>>

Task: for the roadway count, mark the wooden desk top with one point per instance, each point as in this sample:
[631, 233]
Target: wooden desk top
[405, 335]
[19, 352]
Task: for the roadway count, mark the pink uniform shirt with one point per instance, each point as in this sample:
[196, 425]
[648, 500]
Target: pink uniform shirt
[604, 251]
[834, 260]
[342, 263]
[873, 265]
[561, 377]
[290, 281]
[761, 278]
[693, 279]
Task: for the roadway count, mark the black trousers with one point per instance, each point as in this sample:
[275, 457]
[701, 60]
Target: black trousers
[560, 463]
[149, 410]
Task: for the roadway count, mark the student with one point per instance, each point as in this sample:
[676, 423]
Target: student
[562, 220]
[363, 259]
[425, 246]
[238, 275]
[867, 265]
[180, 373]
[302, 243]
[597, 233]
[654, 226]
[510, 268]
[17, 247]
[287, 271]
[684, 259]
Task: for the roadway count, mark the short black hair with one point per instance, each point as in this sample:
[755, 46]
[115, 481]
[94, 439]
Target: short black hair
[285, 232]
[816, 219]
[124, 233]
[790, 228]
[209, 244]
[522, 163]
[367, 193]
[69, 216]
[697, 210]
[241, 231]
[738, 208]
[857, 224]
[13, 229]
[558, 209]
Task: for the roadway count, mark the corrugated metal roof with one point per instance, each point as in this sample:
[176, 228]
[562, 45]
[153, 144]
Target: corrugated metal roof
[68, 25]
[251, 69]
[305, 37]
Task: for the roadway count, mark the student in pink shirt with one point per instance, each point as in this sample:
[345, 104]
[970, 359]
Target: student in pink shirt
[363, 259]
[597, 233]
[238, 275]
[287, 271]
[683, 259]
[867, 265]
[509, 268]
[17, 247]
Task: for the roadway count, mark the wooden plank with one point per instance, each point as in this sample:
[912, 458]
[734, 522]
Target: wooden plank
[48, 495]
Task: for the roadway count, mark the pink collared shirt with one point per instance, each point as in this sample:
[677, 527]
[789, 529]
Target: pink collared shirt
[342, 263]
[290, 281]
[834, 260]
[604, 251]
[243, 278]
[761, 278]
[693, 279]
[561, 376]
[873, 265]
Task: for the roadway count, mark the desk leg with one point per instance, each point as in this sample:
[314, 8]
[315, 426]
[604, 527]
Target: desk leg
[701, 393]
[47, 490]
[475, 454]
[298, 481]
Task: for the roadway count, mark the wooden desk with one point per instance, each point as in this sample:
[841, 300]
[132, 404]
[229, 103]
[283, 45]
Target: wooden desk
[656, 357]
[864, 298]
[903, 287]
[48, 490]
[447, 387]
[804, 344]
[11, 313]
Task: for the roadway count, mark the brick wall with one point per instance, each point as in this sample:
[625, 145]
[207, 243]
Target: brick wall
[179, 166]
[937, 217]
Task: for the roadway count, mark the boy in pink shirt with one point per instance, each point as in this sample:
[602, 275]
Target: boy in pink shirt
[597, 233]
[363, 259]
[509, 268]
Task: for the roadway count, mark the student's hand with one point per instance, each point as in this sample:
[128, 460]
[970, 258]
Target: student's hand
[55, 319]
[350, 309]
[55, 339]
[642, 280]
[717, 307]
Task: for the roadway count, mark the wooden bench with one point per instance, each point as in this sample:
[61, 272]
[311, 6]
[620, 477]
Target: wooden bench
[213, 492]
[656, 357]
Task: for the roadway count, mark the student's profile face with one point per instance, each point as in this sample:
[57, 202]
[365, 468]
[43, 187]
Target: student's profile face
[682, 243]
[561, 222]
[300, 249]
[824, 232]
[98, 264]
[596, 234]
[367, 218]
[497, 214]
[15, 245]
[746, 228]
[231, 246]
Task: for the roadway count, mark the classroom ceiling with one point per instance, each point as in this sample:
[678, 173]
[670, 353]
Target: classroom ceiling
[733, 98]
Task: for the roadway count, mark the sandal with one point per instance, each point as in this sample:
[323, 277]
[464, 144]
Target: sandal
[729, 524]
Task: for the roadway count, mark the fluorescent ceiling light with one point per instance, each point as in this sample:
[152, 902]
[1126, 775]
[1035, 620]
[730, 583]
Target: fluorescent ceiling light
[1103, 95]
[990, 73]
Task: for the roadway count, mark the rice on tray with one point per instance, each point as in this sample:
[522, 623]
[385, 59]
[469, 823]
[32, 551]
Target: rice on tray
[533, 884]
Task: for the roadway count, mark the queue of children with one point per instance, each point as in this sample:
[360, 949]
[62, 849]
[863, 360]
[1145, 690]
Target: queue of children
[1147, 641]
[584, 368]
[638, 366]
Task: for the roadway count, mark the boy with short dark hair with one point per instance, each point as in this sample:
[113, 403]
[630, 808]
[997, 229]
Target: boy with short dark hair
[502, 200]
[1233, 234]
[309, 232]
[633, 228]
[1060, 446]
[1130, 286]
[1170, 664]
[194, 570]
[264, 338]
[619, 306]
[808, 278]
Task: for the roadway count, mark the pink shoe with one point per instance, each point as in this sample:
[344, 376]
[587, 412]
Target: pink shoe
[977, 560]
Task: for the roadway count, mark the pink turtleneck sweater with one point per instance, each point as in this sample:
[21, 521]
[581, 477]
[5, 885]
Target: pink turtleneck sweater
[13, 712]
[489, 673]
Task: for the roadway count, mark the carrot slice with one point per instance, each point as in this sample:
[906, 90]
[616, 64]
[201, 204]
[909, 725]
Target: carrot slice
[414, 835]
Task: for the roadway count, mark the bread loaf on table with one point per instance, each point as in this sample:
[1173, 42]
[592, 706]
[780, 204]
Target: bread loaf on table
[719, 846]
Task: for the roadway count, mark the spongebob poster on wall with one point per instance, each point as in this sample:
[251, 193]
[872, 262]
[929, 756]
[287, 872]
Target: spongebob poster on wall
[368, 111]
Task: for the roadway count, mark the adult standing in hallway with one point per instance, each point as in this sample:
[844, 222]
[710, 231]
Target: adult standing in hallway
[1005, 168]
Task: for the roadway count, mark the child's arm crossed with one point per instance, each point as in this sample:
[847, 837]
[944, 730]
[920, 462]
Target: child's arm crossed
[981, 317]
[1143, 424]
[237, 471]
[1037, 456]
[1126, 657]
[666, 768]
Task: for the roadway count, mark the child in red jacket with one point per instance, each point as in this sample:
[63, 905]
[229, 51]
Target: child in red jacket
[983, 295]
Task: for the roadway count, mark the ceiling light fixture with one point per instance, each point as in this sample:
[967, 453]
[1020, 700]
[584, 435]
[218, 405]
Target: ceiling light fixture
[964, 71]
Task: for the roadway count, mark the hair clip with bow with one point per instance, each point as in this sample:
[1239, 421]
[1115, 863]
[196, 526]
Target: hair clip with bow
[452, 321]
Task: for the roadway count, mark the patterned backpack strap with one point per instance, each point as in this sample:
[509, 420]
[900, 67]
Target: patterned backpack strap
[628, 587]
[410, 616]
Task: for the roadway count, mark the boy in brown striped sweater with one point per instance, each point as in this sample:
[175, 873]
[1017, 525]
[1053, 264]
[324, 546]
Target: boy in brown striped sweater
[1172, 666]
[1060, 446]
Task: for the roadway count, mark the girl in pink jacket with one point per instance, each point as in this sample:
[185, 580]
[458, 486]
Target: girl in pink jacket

<<

> **What you are asked to do**
Reproduce the lines from the one containing "Task: for the roadway count, mark the girl" through the end of the records, changing "pink jacket" to "green jacket" and leaving all else unchanged.

> **The completed task**
Task: for the roadway count, mark the girl in green jacket with one point per instance, each point as in this sample:
[185, 580]
[458, 486]
Target: girl in green jacket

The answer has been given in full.